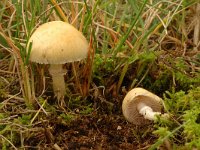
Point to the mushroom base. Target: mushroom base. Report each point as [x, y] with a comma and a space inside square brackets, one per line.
[57, 74]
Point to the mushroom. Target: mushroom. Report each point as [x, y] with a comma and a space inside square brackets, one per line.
[141, 106]
[57, 43]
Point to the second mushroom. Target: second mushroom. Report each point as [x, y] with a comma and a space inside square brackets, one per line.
[141, 106]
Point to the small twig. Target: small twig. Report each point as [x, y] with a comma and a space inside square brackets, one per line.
[8, 141]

◇ ◇ ◇

_Your objective_: Turn the records above into a numbered list with one line per item, skipping any blank lines and leaving out the pictures.

_Response to this task_:
1. Point to the mushroom base. Target: mushroom base. Report each point as [x, y] with a comma and a space inside square brackets, one per line.
2. [57, 74]
3. Point to the mushroom. Target: mushroom. Report each point as [x, y] with a comma and a space inside square brackets, one per line.
4. [141, 106]
5. [57, 43]
6. Point to the second mushroom. Target: second mushroom. Report each point as [x, y] with a comma and a space inside square brackets, one per line.
7. [141, 106]
8. Point to the small twig. Target: small twig. Report each point as [x, y] with a comma and a space inside square brackets, one per line.
9. [8, 141]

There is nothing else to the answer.